VORLIEGENDER TEXT –

Die Bevölkerung in Aserbaidschan ist – in der Regel aufgrund ethnischer Zugehörigkeit – als muslimisch identifiziert, eine beträchtliche Mehrheit sind Schia- Muslim*innen. Obwohl die Bevölkerung nur zu fünf Prozent aus Nichtmuslim*innen besteht, betont der aserbaidschanische Staat zunehmend seinen multireligiösen und multikulturellen Charakter, um religiösem Aktivismus von unten zu begegnen. Die Regierung hat die Kontrolle über das religiöse Leben durch restriktive Maßnahmen erheblich intensiviert, indem muslimische religiöse Praktiken im öffentlichen Raum als eine „Gefahr von Außen“ (insbesondere durch den benachbarten Iran) unterdrückt oder gar kriminalisiert wurden.

Nach Ansicht der aserbaidschanischen Eliten sollte der Islam eher als lokales kulturelles Element beibehalten werden, denn als soziale Komponente menschlicher Identität. Genauer gesagt, geht es hier um einen kulturellen Islam als Teil eines Erbes und einer „Tradition“, die vom Staat orchestriert werden sollte. Religion sollte demzufolge etwas sein, das aufgrund einer individuellen Entscheidung seinen Ausdruck findet und sich auf persönliche Rituale beschränkt, auf Hochzeiten, Begräbniszeremonien, Besuche heiliger Stätten und die Verehrung lokaler Heiliger. Die aserbaidschanischen Behörden hatten zwischen 2006 und 2008 eine Reihe islamischer Fernsehsendungen abgesetzt. 2010 wurde das Verbot erlassen, in öffentlichen Institutionen und Schulen den Hidschab (Kopftuch) zu tragen. Danach wurde ein Verzeichnis religiöser Literatur eingeführt, deren Import, Produktion, Verkauf oder Verbreitung ohne eine Genehmigung des Staatlichen Religionskomitees verboten ist.

Darüber hinaus wurden 2015 und 2017 in Aserbaidschan Änderungen am Gesetz über Religionsfreiheit vorgenommen. Dadurch wurden strenge Anforderungen für eine Neuregistrierung sowie bürokratische Prozeduren eingeführt, die als Instrumente staatlicher Kontrolle über religiöse Gruppen dienen. Durch einen Präsidialerlass sind religiöse Symbole, Slogans und öffentliche Zeremonien nur innerhalb von Gebetshäusern erlaubt. Damit ist auch das traditionelle Aschura-Trauerritual außerhalb der Innerhöfe der Moscheen in Aserbaidschan verboten. Das Gleiche gilt für die Osterprozessionen der orthodoxen Christen vor den Kirchen.

Datensatzeinträge –
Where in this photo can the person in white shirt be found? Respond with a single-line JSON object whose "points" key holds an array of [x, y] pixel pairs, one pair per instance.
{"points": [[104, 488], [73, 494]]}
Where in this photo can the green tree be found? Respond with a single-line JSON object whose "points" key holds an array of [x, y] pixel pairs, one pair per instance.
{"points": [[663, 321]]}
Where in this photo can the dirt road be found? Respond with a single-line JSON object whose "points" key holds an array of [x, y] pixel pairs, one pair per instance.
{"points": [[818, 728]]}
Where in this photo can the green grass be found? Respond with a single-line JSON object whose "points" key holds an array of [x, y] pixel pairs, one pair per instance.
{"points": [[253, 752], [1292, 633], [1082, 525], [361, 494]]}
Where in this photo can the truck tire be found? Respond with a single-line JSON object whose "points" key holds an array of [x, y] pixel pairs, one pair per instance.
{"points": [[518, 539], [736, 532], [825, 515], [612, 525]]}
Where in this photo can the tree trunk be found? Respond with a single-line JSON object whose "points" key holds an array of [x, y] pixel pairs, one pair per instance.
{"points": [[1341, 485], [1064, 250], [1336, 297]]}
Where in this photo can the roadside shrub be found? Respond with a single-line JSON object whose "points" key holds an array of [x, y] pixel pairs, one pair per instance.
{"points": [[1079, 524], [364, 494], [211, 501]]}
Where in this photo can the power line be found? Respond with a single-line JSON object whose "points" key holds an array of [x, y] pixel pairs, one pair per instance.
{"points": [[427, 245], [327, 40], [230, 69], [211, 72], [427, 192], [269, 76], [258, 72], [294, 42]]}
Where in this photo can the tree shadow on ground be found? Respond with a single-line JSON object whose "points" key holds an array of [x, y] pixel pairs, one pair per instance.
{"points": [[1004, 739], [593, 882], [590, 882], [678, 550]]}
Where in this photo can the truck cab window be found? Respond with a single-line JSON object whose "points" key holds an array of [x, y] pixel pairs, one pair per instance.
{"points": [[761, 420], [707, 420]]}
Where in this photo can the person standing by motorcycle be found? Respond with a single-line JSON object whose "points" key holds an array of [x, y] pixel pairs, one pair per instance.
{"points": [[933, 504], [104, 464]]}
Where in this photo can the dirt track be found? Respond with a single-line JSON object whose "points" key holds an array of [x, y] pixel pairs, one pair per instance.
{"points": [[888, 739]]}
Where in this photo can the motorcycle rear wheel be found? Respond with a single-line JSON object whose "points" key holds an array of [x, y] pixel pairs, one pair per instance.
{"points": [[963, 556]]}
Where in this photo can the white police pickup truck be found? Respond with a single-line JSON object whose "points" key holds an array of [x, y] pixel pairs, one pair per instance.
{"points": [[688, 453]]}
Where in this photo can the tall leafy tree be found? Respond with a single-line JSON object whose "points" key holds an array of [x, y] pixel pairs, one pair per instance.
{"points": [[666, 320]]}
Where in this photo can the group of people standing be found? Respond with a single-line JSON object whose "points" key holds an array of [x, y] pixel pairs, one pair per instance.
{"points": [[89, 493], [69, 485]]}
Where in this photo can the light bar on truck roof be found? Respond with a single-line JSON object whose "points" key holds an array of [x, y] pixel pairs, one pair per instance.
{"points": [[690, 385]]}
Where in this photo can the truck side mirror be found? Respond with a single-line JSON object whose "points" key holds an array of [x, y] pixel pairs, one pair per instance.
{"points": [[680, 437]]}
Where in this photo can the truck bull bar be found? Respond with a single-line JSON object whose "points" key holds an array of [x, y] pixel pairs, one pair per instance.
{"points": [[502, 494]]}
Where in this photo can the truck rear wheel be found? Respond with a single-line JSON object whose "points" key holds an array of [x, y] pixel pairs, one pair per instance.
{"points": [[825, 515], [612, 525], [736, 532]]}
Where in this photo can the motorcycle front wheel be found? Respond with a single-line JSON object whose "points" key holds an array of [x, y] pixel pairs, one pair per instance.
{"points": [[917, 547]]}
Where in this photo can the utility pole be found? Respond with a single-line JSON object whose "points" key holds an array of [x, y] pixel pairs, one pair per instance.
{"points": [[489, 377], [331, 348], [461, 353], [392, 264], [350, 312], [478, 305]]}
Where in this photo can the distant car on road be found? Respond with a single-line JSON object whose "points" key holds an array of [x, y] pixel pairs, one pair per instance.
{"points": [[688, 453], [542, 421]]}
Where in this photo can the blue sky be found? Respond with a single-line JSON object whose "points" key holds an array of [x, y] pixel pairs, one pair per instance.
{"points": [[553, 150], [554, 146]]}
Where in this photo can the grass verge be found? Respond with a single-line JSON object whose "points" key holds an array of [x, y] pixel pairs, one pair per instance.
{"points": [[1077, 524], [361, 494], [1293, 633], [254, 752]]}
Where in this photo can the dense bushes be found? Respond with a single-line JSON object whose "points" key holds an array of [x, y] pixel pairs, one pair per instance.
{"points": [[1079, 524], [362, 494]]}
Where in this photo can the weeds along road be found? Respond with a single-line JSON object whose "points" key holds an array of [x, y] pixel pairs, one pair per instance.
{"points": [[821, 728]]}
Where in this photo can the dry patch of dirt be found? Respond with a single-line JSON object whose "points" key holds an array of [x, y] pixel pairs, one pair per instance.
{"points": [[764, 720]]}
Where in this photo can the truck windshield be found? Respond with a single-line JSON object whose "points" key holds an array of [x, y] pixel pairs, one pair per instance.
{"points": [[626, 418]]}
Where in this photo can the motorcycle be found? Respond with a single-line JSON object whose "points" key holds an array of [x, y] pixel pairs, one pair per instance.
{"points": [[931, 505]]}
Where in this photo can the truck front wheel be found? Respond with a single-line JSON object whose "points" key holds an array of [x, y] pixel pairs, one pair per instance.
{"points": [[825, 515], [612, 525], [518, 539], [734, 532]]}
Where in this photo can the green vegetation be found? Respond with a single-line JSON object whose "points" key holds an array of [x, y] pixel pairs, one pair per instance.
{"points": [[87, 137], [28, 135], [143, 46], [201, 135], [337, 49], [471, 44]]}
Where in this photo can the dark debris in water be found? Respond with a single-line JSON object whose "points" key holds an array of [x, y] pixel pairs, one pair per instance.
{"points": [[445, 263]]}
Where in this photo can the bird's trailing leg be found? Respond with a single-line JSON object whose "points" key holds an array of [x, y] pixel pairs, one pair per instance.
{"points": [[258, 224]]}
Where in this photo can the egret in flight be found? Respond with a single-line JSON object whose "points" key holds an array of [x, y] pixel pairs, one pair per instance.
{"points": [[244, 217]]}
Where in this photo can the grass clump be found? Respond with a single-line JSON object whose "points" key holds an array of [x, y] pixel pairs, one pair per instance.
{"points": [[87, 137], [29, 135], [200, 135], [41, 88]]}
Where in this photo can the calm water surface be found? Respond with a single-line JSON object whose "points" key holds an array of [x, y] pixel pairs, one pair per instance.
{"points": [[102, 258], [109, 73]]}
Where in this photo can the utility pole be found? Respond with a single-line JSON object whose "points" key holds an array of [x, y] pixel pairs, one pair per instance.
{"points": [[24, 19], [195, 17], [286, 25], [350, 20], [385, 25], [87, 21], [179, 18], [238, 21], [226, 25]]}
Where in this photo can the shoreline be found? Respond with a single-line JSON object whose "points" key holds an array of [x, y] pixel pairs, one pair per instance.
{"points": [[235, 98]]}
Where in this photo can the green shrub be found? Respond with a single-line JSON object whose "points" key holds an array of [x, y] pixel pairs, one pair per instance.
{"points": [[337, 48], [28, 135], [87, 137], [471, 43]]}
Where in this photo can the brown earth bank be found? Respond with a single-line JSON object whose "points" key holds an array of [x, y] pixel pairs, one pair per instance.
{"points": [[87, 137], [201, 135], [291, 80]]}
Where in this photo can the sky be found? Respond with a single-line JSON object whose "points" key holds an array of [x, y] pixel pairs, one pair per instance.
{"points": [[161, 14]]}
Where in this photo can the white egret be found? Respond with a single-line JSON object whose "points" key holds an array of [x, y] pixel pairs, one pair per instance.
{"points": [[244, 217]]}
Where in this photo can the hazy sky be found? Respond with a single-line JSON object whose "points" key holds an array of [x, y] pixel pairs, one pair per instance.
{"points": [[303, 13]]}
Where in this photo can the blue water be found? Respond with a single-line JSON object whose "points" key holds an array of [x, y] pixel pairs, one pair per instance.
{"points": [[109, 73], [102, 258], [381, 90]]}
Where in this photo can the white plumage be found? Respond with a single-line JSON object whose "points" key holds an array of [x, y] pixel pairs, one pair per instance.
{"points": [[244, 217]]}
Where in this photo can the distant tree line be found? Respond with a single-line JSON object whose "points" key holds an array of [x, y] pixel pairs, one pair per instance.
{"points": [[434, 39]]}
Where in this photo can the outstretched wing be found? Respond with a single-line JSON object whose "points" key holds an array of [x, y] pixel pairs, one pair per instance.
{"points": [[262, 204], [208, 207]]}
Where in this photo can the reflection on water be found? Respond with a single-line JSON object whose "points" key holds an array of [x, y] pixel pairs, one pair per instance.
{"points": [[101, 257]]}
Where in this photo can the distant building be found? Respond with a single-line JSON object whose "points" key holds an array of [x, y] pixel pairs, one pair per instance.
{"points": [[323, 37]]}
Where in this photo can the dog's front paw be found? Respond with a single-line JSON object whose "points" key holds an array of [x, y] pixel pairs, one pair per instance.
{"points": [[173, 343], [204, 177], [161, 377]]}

AUFGABENSTELLUNG – Gib aus dem Text über Religionspolitik in Aserbaidschan den Abschnitt wortgetreu aus, beginnend bei „Darüber hinaus wurden“ und endend mit „vor den Kirchen.“.

SCHRIFTLICHE ANTWORT –
Darüber hinaus wurden 2015 und 2017 in Aserbaidschan Änderungen am Gesetz über Religionsfreiheit vorgenommen. Dadurch wurden strenge Anforderungen für eine Neuregistrierung sowie bürokratische Prozeduren eingeführt, die als Instrumente staatlicher Kontrolle über religiöse Gruppen dienen. Durch einen Präsidialerlass sind religiöse Symbole, Slogans und öffentliche Zeremonien nur innerhalb von Gebetshäusern erlaubt. Damit ist auch das traditionelle Aschura-Trauerritual außerhalb der Innerhöfe der Moscheen in Aserbaidschan verboten. Das Gleiche gilt für die Osterprozessionen der orthodoxen Christen vor den Kirchen.